# How's this for a deal? (vet related)



## Chicagocanine (Aug 7, 2008)

I'm not sure if this belongs here or in general info since it is partially GSD related kinda? I guess I'll just post it here...

Anyway-- not a bad deal, huh? (see document attached below)

This was the prize we won for getting first place at a pet Halloween costume contest last October: certificate for an annual exam, rabies/DHPP/Bordetella vaccinations or titers, fecal, heartworm test, and a year's supply of Heartgard!
I asked them if it was okay if I brought both Bianca and my cat Harlequin because Bianca had a 3-year rabies vacc last year and Harlequin was due for shots, so they included her vaccinations and exam and everything! They also did a thorough exam for both of them, and I got a dog park permit for Bianca. Total: $000.00 
I skipped the heartworm test because Bianca just had bloodwork done a week or two ago that included a test, and I skipped the Bordetella because she wasn't due.

Oh, this is the costume that won Bianca and Harlequin first place:









(there were granny glasses too but she kept dropping them...)


----------



## Cassidy's Mom (Mar 30, 2003)

WHAT THIS TASK INVOLVES
Reproduce word for word the part of the forum thread that opens with the words containing "I'm not sure" and closes with "document attached below)". The data after this point is separate from the forum thread.

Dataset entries

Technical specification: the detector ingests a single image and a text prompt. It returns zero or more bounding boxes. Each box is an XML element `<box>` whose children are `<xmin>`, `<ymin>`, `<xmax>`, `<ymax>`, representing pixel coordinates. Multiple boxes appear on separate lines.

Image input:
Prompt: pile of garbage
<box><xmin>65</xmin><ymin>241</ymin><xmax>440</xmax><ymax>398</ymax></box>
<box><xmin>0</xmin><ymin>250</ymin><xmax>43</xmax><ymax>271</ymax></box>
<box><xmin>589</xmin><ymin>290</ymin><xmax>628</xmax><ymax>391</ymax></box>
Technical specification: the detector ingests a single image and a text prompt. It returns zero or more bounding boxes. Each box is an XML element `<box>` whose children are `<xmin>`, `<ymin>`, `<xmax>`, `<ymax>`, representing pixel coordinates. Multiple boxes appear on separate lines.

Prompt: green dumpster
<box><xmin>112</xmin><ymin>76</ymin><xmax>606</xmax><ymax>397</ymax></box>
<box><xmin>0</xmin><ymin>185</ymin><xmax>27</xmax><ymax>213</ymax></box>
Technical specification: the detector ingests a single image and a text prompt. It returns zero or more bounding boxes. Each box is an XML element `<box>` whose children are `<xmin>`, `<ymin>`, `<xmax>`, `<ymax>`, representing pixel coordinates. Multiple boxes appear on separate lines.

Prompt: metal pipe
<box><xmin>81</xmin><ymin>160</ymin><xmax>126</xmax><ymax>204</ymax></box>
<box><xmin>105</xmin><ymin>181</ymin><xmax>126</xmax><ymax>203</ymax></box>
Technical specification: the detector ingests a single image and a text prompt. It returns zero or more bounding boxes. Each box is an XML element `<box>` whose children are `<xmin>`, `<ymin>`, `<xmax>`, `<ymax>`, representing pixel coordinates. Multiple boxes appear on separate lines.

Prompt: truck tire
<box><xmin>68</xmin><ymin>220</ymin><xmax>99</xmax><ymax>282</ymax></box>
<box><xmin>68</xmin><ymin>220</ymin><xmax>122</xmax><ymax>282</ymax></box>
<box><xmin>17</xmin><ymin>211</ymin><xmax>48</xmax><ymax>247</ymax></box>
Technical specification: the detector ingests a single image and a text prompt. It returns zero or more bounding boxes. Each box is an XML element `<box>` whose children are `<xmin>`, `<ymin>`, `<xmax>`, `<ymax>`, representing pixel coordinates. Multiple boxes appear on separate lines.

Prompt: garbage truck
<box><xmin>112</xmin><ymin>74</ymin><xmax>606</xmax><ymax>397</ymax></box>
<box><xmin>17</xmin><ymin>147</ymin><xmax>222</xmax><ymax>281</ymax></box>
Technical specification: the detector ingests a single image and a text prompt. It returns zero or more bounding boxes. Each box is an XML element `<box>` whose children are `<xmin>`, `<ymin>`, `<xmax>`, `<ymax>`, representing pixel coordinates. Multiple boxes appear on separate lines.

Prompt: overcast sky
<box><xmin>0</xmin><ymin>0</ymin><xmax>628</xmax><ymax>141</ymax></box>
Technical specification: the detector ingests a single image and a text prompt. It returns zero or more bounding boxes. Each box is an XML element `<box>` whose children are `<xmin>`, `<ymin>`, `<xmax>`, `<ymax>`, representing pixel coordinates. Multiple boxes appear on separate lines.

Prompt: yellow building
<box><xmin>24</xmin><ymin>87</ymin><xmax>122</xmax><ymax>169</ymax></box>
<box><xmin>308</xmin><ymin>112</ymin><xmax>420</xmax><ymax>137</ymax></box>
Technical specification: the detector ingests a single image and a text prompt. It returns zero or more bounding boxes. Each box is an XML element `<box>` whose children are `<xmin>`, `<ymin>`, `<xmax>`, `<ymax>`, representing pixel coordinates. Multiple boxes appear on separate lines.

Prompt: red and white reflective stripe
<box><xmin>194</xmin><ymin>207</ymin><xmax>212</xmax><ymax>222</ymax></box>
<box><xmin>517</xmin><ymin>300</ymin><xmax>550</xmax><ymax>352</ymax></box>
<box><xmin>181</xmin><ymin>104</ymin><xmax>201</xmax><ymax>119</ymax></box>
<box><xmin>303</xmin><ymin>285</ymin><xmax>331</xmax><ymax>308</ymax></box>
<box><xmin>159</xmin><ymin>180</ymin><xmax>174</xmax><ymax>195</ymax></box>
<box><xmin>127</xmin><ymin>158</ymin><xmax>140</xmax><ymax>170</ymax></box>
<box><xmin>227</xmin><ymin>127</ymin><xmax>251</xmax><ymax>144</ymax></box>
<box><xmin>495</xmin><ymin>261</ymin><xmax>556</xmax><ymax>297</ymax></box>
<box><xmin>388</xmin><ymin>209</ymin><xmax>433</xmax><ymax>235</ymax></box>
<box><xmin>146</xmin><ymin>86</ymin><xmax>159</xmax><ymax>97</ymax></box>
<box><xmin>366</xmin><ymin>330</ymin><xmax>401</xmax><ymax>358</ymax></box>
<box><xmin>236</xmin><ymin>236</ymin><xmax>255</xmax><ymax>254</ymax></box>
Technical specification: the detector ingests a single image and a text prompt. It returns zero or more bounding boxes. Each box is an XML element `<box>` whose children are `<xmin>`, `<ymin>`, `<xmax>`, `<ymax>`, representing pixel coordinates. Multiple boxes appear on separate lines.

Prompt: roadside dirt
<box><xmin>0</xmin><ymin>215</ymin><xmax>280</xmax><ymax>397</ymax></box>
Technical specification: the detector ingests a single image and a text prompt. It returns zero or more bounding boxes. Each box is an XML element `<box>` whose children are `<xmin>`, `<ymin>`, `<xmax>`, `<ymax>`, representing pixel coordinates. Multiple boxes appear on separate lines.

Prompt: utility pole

EXERCISE ANSWER
I'm not sure if this belongs here or in general info since it is partially GSD related kinda? I guess I'll just post it here...

Anyway-- not a bad deal, huh? (see document attached below)